►
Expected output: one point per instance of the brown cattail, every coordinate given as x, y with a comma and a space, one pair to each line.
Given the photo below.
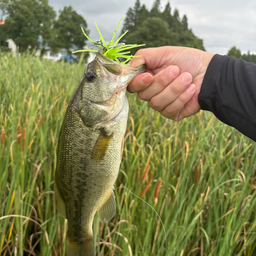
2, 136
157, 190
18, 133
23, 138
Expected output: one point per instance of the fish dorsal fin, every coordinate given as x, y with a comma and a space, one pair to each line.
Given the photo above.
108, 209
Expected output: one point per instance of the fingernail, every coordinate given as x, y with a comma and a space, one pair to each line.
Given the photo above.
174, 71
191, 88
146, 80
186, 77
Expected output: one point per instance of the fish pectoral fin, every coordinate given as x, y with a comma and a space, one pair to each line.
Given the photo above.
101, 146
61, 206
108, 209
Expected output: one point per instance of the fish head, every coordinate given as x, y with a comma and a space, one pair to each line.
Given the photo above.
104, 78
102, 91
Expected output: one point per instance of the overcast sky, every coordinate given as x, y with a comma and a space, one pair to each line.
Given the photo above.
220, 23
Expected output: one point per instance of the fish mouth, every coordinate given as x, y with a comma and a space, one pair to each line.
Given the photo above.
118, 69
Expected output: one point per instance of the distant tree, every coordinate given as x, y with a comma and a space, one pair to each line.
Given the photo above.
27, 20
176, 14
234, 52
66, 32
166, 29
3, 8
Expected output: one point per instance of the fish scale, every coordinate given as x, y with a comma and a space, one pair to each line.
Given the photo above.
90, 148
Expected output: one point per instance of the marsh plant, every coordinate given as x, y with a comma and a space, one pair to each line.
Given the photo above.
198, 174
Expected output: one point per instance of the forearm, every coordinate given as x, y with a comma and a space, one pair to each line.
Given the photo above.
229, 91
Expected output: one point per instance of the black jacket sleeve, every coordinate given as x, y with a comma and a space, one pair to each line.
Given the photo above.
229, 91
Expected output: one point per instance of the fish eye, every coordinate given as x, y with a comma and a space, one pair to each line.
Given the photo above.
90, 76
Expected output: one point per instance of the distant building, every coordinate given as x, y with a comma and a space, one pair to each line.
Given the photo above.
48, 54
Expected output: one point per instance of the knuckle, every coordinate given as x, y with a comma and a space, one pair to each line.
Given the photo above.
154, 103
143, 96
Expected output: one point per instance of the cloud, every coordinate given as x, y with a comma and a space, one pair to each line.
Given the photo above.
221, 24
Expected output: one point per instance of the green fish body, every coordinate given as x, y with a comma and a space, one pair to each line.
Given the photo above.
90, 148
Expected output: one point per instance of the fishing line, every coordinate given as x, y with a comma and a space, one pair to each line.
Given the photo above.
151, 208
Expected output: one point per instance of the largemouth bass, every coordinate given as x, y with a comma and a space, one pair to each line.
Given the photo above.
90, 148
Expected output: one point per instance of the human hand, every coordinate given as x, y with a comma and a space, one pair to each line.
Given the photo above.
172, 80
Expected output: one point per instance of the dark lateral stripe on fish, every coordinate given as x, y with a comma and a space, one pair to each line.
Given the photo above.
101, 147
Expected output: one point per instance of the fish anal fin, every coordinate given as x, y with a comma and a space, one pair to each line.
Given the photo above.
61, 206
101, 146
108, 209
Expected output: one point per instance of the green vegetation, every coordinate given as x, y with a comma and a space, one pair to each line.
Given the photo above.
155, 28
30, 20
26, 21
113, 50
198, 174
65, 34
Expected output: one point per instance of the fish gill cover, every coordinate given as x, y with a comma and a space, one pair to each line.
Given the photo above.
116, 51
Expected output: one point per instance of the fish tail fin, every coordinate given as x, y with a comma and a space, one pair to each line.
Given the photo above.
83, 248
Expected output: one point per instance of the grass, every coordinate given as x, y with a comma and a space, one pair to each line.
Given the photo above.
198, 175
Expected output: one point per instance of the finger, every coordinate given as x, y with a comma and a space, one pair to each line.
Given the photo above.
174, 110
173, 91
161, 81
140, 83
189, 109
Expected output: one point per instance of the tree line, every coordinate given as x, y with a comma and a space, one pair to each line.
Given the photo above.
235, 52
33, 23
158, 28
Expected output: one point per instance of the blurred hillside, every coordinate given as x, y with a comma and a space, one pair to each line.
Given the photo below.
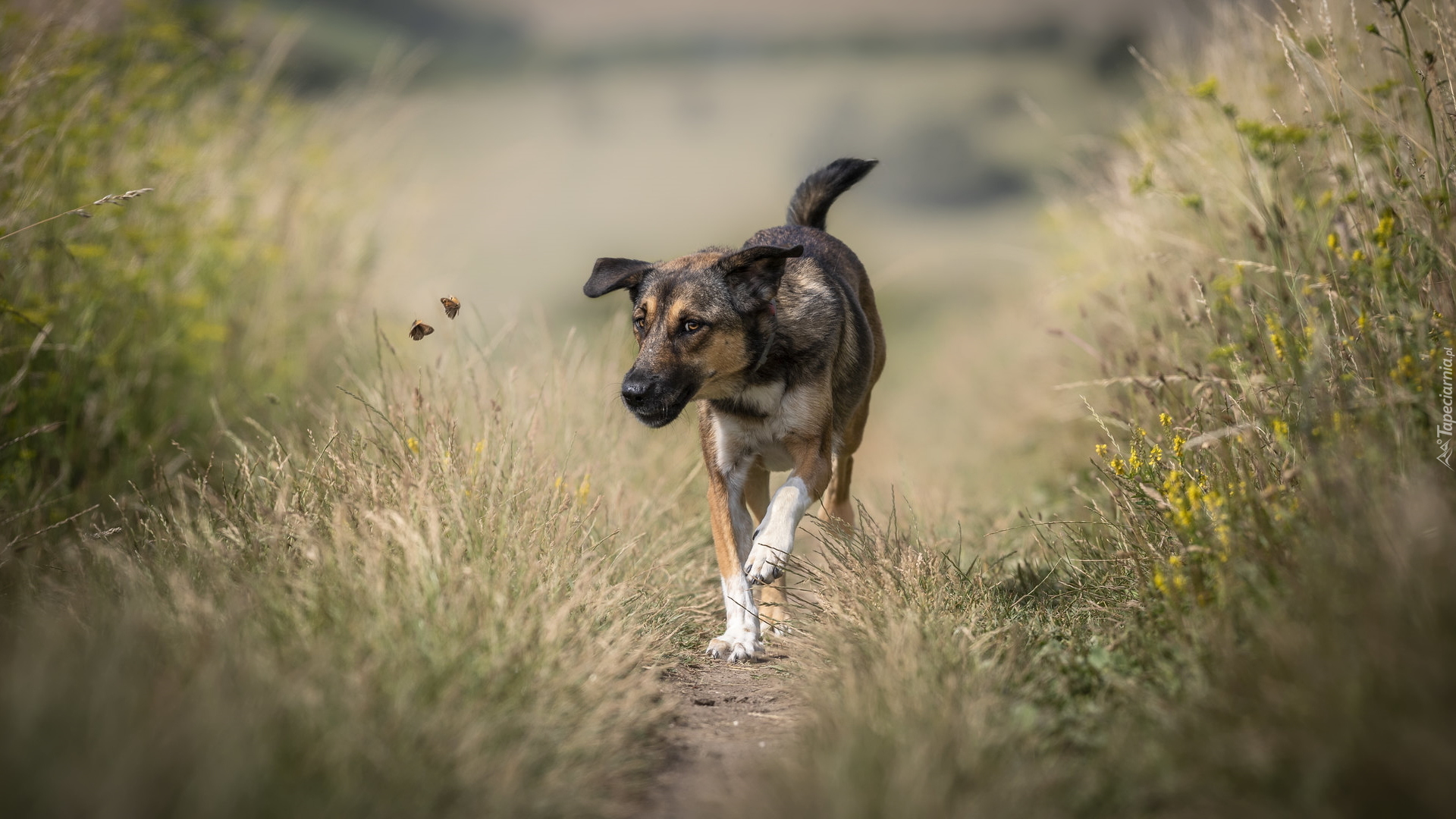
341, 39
◄
__The problem__: Copy out everything from the line containing "green vegetation, every" down to the end of the items, keeping each item's wording and offsetting every coordinate in the answers by 87. Leave the pictures out.

__Result__:
Expected output: one point per instance of the green vegetation, every coordinate given as x, y with a comma and a space, one pair to each line.
Given the photo above.
242, 115
117, 107
113, 108
200, 137
285, 261
152, 121
Expected output: one point per instance of the fish gill cover, every coordinate given as x, y with a comma and a space, one pair to each line.
Given the photo above.
203, 138
Expected output: one point per instance of the fish tail fin, every coordinate given as x, y with a comma and a space, one pair to each line.
Given the photo above.
170, 335
Expected output: one point per instance of the grass, every coordinate given as x, y with a comma and a space, one pair to each line.
Given the photo above.
285, 262
Expected output: one point per instance of the finger, every coordinate given as x, y with a comma and a space, one pair to each line.
Given the photo above.
261, 197
260, 178
248, 168
227, 170
276, 196
Expected output: one point per instance of the tree line, every coordinate given as x, y with a comma and a space, one pair to each line.
Given the photo above.
322, 139
120, 110
245, 115
Expected output: one point per instance of the blurred hillside, every coordinate given as x, y with a comma and a space, one pair to each line.
Given the photo below.
428, 126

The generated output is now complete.